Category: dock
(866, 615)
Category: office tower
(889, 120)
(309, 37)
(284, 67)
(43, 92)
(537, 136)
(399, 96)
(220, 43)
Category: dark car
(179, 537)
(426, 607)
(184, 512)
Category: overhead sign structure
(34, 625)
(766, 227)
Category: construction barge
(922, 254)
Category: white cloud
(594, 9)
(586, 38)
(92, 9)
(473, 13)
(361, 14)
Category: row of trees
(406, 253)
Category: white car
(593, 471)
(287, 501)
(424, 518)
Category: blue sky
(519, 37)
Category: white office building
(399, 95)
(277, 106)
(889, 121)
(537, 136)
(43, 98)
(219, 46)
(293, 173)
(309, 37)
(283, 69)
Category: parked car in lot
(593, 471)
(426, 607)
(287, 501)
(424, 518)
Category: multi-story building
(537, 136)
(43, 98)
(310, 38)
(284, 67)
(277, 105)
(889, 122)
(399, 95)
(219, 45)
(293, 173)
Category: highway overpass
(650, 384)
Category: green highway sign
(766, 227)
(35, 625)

★ ★ ★ ★ ★ ★ ★

__TASK TO CARRY OUT__: Please reproduce every line of the records above word for word, keeping each category and its coordinates.

__SOLVED EXERCISE__:
Category: dock
(866, 615)
Category: office tower
(889, 120)
(309, 37)
(284, 67)
(43, 92)
(537, 136)
(399, 96)
(220, 43)
Category: dark car
(179, 537)
(426, 607)
(184, 512)
Category: overhead sign structure
(34, 625)
(766, 227)
Category: construction barge
(922, 254)
Category: white cloud
(594, 9)
(586, 38)
(92, 9)
(473, 13)
(361, 14)
Category: row of trees
(406, 253)
Category: white car
(593, 471)
(287, 501)
(424, 518)
Category: blue sky
(519, 37)
Category: white office building
(399, 95)
(277, 106)
(889, 121)
(537, 136)
(43, 98)
(219, 46)
(293, 173)
(309, 37)
(283, 69)
Category: parked car in lot
(593, 471)
(426, 607)
(287, 501)
(424, 518)
Category: multi-story building
(537, 136)
(43, 98)
(310, 38)
(284, 67)
(277, 105)
(889, 122)
(399, 95)
(219, 45)
(293, 173)
Category: highway overpass
(650, 384)
Category: green highway sign
(766, 227)
(35, 625)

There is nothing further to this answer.